[Point annotation records]
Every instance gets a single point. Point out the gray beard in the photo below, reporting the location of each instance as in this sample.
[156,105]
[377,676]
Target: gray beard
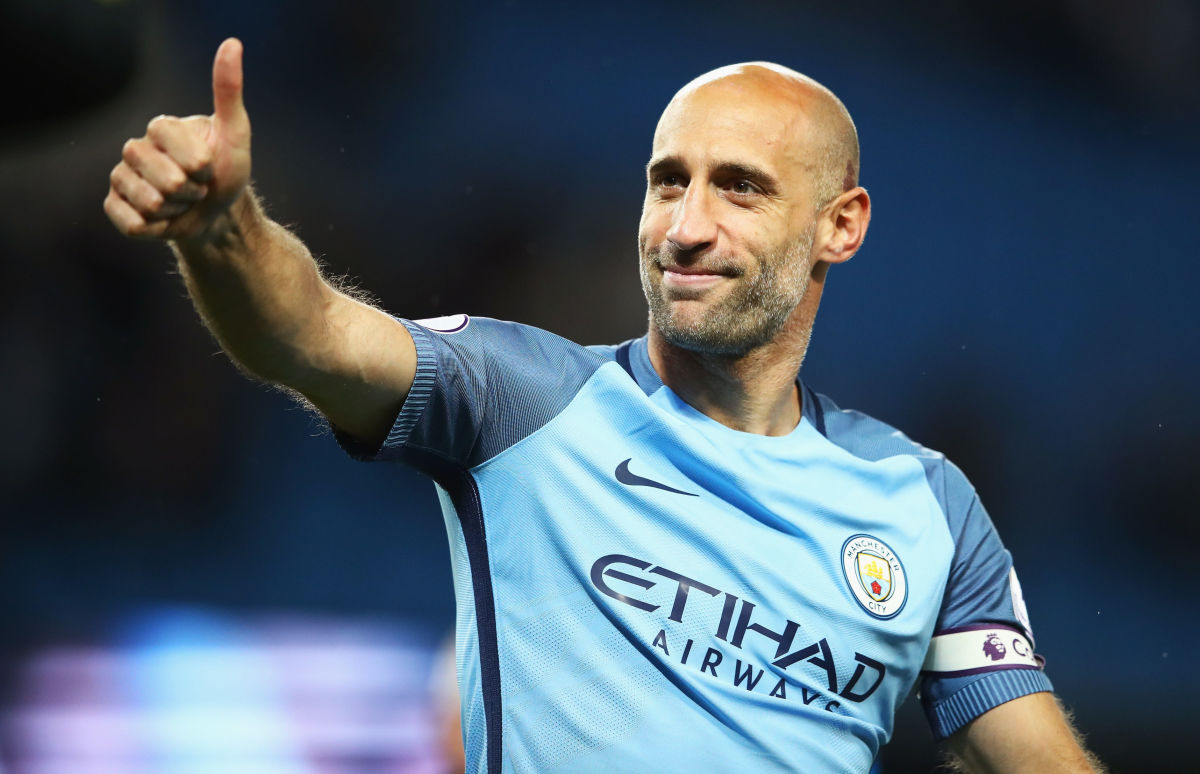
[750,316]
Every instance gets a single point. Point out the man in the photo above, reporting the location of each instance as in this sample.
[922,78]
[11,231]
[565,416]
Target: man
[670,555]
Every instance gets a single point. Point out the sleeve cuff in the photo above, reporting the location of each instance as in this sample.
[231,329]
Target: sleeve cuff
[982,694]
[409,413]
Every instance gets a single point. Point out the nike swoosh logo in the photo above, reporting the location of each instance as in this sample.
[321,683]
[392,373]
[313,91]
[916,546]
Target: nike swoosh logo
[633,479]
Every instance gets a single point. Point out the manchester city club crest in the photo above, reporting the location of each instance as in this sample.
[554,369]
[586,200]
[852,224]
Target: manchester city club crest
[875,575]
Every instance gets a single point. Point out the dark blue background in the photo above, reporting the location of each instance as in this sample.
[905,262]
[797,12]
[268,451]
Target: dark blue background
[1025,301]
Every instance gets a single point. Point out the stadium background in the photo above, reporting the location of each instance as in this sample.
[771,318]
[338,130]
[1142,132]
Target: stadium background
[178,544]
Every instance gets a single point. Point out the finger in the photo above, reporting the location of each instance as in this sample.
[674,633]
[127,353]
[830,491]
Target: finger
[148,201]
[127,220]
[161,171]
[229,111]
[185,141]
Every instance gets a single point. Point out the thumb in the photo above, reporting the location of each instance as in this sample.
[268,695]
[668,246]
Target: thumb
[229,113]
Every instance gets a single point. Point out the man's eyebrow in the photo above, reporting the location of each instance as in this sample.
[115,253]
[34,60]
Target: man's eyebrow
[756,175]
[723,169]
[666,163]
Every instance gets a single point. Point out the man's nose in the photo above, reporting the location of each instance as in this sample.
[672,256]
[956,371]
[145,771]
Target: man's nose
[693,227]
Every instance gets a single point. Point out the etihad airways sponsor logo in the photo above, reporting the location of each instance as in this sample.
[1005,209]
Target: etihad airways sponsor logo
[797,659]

---

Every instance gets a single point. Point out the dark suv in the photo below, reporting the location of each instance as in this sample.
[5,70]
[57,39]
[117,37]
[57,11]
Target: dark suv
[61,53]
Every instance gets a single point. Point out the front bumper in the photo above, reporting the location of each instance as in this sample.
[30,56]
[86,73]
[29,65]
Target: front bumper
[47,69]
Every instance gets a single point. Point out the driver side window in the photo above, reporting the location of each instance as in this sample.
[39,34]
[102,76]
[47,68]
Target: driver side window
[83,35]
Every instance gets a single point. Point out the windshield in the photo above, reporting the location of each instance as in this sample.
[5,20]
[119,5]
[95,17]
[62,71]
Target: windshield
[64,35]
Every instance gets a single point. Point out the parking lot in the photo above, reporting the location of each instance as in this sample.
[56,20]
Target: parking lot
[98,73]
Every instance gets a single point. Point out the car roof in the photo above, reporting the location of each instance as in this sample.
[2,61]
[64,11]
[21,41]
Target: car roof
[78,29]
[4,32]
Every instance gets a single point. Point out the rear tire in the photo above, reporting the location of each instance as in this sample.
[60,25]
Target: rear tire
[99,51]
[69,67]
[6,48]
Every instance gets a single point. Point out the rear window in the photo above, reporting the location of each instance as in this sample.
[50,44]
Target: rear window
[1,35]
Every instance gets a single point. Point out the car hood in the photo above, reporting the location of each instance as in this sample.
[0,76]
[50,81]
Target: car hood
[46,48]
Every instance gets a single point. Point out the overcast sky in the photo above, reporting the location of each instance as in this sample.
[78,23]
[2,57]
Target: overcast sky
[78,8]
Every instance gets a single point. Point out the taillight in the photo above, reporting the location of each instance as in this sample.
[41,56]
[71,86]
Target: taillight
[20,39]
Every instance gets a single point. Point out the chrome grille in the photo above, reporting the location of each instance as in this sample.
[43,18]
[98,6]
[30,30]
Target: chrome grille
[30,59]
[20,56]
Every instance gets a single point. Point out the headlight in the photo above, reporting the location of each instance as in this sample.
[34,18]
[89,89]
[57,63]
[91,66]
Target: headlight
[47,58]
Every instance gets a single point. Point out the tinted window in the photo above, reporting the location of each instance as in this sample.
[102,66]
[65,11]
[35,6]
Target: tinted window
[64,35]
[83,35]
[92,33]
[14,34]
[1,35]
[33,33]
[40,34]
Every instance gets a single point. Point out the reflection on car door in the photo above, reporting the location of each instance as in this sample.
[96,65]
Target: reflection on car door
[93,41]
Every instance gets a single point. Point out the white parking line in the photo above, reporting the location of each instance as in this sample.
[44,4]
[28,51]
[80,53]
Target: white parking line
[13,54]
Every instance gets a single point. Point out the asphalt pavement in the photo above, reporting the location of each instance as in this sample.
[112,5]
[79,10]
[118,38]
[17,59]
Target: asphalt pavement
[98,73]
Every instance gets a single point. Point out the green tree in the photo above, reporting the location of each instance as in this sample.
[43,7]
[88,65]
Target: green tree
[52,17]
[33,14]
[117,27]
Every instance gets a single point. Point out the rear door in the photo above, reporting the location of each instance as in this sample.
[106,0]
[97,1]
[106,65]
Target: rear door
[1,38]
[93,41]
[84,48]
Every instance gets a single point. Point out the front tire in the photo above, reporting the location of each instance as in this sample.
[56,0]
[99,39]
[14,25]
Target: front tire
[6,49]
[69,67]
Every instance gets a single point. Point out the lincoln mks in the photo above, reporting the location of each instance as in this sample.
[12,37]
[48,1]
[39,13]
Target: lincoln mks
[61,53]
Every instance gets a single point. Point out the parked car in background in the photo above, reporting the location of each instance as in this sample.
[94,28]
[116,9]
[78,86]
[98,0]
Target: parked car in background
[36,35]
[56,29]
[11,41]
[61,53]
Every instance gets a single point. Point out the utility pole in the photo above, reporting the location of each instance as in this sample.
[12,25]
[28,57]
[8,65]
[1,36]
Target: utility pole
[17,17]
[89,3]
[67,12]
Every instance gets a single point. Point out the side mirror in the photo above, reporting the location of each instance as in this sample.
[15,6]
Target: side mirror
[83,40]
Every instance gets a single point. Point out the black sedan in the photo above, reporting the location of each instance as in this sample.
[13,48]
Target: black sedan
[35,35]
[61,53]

**REQUEST:**
Which lines in the data contain the string "gray"? Return each of them in full.

**FINAL ANSWER:**
Every instance gets a single point. Point out the gray beard in the photo below, reporting the location of each instance as in this sample.
Target: gray beard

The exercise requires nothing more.